◆ Extracted entries
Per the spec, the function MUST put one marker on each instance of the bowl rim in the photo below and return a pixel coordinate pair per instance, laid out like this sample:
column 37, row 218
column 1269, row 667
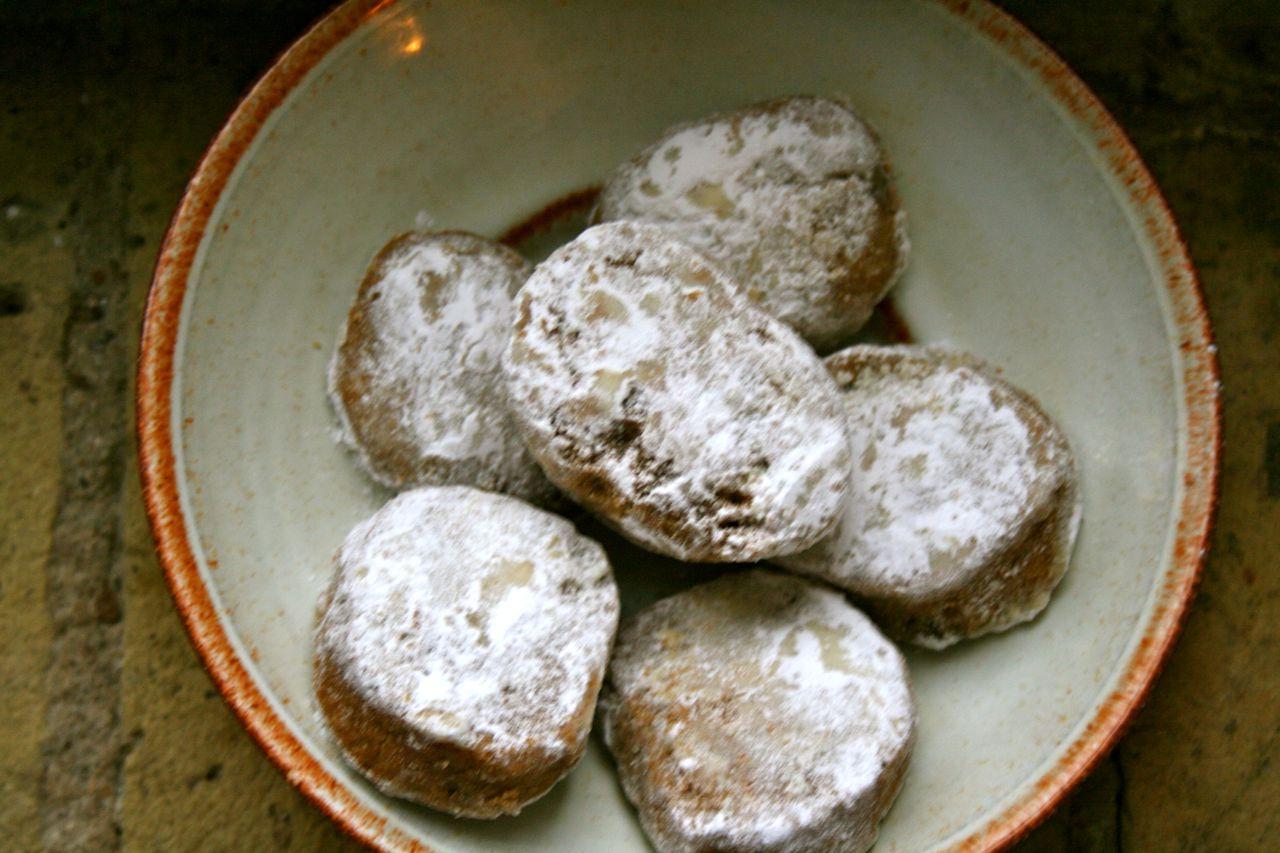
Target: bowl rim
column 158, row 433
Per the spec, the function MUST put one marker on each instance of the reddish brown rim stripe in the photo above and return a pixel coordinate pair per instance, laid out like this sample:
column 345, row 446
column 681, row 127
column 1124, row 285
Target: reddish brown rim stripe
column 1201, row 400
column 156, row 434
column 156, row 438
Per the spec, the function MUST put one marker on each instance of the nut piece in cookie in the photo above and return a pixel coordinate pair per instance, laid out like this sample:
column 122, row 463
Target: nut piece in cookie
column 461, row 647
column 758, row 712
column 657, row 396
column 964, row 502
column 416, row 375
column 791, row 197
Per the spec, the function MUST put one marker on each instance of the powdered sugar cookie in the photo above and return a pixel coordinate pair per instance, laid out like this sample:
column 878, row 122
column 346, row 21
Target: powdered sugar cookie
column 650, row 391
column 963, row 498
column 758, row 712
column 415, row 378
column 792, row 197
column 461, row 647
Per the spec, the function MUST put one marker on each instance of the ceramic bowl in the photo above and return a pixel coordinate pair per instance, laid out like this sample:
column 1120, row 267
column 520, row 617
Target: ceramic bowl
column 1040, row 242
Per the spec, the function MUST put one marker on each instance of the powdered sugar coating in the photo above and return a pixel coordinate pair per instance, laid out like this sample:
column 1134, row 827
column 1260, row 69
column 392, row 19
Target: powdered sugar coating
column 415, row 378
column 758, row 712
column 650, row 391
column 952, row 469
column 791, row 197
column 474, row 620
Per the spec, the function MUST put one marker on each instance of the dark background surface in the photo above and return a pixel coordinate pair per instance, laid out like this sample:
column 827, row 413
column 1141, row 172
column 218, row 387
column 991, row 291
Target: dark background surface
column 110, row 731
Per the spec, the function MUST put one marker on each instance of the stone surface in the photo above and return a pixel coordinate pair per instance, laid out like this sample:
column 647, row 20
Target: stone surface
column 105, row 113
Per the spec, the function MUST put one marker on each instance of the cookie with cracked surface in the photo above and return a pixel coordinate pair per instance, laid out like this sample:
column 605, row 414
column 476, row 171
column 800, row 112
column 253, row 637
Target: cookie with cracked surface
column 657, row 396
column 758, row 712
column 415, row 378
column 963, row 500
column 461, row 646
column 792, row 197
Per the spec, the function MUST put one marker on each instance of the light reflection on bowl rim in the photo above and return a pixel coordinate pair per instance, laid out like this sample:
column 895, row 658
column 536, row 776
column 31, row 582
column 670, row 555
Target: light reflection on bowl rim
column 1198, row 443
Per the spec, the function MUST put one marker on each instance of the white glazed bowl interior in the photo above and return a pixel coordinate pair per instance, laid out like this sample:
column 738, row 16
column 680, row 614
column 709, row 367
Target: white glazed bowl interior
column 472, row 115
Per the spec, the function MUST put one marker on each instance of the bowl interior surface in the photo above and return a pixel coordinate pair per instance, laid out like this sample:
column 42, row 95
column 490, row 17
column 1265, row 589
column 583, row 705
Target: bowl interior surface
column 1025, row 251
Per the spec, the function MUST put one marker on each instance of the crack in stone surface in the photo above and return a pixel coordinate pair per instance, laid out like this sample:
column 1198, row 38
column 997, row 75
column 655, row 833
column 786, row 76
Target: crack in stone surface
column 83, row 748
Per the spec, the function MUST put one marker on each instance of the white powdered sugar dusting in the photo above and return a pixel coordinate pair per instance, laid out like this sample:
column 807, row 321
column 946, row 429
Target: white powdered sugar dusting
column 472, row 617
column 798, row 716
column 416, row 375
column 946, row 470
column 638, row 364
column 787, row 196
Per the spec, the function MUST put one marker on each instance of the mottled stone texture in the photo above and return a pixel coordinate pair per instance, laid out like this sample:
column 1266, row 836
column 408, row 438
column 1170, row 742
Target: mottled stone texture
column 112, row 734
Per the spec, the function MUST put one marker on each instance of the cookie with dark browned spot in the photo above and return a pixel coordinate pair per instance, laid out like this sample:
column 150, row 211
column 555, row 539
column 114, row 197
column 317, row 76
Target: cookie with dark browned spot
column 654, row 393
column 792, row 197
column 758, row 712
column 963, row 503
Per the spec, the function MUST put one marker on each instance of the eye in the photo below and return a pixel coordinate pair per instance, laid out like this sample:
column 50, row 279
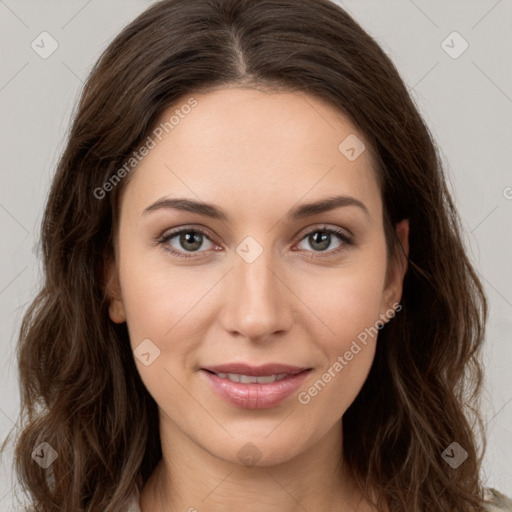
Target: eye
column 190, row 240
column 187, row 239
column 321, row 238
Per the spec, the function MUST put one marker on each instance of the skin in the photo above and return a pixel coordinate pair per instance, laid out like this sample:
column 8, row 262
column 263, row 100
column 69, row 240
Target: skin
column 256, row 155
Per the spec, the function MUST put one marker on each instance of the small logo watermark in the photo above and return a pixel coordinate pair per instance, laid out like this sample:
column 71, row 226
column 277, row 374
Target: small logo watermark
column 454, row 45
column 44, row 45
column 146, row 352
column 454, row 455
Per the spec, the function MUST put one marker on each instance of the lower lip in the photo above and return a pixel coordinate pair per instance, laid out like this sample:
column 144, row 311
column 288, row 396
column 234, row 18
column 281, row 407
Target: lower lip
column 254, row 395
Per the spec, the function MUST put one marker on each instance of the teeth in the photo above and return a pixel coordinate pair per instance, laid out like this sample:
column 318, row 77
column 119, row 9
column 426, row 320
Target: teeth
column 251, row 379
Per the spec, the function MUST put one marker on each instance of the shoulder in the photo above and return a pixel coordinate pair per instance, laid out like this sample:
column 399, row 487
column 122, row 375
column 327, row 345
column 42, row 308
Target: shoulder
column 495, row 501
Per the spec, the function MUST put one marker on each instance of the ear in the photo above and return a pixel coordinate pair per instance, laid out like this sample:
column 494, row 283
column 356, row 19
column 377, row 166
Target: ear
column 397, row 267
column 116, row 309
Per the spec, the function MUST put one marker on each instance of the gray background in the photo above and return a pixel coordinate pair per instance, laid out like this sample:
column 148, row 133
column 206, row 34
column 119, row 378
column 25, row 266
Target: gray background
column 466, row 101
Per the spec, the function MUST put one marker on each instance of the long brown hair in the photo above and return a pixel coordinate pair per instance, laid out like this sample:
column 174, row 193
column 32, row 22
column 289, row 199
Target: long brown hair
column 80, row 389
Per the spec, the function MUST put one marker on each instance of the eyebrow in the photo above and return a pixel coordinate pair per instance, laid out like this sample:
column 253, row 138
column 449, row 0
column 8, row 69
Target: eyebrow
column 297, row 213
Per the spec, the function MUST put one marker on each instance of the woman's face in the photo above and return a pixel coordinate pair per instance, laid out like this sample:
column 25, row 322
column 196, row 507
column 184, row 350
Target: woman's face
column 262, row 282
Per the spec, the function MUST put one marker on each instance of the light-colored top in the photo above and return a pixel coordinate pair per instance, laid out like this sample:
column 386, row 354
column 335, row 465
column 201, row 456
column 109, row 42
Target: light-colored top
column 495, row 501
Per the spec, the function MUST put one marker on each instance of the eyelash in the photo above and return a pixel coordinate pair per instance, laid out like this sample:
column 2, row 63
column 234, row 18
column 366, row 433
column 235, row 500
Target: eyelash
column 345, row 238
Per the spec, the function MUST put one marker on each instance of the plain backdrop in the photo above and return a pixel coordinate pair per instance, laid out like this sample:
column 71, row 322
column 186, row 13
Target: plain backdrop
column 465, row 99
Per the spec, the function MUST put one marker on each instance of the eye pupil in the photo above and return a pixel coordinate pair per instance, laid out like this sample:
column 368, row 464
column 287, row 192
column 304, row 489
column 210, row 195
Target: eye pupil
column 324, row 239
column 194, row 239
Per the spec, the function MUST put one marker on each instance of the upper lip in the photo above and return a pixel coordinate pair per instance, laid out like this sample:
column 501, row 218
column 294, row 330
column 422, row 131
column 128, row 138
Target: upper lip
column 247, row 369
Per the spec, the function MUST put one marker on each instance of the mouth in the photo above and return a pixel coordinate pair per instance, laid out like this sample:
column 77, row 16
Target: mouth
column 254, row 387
* * *
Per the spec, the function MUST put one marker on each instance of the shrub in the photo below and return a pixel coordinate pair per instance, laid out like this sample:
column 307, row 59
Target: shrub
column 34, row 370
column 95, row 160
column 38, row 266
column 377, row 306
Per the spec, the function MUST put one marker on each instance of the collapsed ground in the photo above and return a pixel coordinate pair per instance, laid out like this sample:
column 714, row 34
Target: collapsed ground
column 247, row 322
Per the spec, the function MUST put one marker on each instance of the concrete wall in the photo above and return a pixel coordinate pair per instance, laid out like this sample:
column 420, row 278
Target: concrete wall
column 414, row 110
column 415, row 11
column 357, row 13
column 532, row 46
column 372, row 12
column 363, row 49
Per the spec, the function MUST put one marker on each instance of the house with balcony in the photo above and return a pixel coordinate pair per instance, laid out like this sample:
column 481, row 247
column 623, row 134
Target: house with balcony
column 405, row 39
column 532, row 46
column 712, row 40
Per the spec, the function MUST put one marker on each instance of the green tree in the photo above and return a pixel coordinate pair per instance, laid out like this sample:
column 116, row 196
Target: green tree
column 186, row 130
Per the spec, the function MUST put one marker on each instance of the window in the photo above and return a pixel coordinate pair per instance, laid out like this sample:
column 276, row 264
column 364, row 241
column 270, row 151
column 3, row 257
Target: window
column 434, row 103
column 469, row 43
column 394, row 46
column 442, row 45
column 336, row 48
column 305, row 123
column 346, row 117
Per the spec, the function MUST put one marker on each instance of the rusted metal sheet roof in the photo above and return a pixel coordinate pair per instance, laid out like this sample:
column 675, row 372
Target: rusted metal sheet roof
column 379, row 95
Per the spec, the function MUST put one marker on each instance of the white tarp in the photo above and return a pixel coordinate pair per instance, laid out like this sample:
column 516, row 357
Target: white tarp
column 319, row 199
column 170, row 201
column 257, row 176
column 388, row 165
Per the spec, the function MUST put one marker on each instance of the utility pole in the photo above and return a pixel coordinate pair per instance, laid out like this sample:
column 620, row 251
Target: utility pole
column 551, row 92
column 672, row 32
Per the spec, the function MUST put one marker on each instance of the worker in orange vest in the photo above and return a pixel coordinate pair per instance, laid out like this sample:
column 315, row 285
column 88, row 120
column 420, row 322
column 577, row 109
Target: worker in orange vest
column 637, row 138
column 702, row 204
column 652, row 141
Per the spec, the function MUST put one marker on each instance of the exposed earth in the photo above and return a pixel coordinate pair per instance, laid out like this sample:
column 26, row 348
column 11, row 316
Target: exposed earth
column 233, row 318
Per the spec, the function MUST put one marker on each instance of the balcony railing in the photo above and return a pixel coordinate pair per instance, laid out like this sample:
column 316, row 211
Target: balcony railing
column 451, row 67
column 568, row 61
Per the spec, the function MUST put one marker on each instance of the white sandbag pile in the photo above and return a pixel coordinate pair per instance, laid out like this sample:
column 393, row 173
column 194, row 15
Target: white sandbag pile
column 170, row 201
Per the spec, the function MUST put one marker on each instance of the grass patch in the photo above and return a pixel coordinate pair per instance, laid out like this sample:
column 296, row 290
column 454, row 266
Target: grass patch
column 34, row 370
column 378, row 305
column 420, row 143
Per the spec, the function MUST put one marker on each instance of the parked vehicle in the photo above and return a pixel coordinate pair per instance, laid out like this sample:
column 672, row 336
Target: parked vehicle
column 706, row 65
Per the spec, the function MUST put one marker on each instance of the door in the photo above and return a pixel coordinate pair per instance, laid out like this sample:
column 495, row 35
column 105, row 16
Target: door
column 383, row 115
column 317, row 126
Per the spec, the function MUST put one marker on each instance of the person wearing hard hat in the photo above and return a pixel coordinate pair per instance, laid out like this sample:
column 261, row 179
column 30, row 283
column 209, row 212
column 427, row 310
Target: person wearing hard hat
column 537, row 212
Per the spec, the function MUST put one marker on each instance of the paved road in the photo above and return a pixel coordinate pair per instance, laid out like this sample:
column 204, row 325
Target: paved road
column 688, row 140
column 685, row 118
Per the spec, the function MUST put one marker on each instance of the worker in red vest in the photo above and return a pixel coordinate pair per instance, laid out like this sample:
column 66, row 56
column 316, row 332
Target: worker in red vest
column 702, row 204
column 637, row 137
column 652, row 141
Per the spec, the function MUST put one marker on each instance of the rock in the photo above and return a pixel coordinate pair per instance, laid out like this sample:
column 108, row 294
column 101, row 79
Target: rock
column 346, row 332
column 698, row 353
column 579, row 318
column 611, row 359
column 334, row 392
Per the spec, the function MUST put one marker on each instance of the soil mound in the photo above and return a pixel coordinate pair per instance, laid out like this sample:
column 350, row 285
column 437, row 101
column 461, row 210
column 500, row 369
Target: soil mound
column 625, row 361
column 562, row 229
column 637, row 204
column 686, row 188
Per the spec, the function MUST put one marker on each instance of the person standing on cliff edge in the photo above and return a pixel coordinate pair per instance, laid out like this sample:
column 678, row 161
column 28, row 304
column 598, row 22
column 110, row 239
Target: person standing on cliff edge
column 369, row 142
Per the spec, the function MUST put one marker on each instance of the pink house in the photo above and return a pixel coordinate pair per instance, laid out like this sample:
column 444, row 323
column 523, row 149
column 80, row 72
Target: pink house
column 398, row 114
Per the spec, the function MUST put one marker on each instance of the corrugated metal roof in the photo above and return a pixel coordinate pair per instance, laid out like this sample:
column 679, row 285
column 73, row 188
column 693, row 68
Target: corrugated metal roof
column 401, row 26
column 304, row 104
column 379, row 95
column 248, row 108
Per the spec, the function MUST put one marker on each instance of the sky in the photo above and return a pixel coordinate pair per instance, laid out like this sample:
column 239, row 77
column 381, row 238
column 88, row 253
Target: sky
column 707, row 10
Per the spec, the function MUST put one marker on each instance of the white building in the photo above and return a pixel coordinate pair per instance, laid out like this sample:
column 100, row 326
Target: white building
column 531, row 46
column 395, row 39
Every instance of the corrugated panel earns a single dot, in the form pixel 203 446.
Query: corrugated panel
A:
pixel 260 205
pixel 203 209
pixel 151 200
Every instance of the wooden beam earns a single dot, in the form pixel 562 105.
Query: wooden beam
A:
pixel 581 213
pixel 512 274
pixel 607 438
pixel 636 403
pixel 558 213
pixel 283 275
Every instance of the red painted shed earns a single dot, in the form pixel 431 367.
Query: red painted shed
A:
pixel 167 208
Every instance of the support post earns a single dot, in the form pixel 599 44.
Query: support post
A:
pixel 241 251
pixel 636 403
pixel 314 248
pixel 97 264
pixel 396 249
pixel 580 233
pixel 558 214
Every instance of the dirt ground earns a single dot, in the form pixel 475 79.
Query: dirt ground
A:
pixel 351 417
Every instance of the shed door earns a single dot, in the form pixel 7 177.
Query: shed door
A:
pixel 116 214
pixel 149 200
* * *
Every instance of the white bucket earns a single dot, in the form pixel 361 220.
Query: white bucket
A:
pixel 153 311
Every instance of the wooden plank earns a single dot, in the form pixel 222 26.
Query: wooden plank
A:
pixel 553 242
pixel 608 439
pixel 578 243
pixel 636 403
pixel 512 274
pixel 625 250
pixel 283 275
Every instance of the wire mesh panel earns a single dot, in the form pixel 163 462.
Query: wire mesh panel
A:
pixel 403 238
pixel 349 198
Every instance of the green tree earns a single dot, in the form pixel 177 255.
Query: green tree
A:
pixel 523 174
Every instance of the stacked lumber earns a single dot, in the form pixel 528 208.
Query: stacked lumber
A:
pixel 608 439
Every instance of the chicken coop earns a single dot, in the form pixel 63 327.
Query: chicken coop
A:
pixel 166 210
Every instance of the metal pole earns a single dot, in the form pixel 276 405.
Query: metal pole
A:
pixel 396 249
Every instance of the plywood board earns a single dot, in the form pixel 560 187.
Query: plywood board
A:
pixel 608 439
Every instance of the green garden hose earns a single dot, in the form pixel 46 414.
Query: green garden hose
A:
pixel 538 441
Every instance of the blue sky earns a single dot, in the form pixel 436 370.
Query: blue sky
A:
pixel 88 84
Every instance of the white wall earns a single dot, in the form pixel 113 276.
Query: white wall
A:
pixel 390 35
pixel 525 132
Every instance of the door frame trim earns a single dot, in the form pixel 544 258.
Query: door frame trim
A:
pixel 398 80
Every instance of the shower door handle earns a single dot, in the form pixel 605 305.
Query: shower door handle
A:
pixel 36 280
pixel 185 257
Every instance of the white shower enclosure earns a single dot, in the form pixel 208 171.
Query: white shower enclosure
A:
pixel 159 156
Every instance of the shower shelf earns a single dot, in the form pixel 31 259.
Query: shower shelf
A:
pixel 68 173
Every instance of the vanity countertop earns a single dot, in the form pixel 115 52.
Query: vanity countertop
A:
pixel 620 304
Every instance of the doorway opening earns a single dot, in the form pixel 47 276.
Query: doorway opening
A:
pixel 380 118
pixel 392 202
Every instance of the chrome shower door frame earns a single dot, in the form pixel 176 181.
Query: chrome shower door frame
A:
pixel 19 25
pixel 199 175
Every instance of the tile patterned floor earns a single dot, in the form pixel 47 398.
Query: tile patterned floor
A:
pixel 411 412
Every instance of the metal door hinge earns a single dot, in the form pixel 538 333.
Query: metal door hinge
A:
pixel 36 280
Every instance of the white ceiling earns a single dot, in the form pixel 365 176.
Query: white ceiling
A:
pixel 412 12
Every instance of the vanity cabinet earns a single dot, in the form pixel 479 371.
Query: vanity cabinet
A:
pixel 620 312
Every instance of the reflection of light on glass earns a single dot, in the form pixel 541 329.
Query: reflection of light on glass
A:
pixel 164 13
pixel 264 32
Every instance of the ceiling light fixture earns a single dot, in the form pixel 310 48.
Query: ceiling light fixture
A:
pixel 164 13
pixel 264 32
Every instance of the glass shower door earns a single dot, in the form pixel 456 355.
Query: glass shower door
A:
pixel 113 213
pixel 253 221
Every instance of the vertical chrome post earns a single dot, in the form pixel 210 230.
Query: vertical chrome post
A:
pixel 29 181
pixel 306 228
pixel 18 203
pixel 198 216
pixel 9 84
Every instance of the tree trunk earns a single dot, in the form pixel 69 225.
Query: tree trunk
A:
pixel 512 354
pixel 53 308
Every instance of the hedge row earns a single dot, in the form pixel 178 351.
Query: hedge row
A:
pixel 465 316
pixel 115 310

◆ What you should do
Within the entries, find all lines that contain "fixture" and copy each one.

◆ Result
Every instance of the ceiling light fixture earns a single dot, in the form pixel 310 48.
Query: ceiling light fixture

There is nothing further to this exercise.